* [Instruction] Copy the lines below word for word, in the same order, leaving none out.

* [Provided data]
## Begin

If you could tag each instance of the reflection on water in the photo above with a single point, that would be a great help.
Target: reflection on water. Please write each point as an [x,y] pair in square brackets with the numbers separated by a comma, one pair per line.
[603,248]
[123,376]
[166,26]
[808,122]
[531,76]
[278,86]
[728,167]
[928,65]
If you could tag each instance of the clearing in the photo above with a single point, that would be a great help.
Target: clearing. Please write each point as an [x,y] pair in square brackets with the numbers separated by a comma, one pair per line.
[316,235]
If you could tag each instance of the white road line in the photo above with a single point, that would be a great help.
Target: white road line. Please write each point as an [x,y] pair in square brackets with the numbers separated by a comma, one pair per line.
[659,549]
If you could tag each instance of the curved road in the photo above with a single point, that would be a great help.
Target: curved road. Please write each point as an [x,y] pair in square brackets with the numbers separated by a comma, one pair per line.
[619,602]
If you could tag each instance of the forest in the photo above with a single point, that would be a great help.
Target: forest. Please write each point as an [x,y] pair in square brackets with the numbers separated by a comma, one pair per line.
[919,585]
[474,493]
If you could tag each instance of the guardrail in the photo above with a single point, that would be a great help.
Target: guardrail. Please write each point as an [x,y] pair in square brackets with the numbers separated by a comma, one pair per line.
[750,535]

## End

* [Written reply]
If you could tag each instance of the reflection on water in the photo above with a single point, that would be a great help.
Target: reflection on water. Please write each point as an [x,y] pair in square brackets with the numbers separated by a comma, one pair per line.
[603,248]
[123,376]
[166,26]
[808,122]
[531,76]
[278,86]
[728,167]
[928,65]
If you could tag each instance of the clearing in the photo above with a single point, that would be a great help.
Target: clearing. Please write each point as an [x,y] pair in square brackets with the numbers separated by a comma, one pair per line.
[316,235]
If you could tag each instance of the white road line in the photo above with a single point, that would be a great help.
Target: white road line. Please write each point as an [x,y] pair in square brackets with the numbers separated by a comma, one pair per line.
[659,549]
If you could tag each instance of the curved road in the photo above with a single point, that would be a great help.
Target: curved road. Please write each point as an [x,y] pair in square brackets with the numbers separated by a comma, one pair per line.
[619,602]
If you could tag each instance of the forest in the photo above with a single point, that would be a great help.
Target: forest. Please write each point as an [x,y] pair in square brackets with the numbers separated by a comma, one pair per line.
[919,585]
[474,493]
If you could tag each instance of the guardrail in the photo above with a single point, that would be a great help.
Target: guardrail. Please write each point as an [x,y] pair in square brackets with the numbers separated by a comma, one pair per line.
[750,535]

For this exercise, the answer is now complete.